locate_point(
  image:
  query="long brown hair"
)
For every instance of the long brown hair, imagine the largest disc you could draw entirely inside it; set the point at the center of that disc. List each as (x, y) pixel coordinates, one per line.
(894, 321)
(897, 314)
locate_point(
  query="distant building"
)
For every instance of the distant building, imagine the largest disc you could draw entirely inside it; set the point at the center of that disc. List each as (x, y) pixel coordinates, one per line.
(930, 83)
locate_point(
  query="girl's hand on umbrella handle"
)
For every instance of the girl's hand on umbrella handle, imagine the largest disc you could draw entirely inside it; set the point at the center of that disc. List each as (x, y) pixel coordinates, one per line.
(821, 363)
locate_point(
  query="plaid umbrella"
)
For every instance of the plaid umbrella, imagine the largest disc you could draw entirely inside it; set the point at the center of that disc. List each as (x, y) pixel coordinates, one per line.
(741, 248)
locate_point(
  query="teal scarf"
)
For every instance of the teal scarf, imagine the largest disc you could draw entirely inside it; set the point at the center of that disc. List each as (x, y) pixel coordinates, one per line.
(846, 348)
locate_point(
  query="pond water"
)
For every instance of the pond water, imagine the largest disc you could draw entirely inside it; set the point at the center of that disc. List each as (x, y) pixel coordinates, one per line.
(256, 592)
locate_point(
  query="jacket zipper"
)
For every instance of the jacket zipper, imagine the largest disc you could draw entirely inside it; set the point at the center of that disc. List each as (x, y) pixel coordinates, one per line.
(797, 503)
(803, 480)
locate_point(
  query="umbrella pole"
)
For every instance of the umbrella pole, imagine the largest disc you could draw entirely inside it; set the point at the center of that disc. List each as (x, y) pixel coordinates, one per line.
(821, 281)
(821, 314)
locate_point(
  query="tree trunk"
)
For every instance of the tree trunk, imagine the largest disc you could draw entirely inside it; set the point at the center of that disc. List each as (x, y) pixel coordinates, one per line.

.....

▶ _Exercise requirements_
Looking at the records above, work out how many lines include the word "query", then give that number by itself.

▶ _Expected answer_
9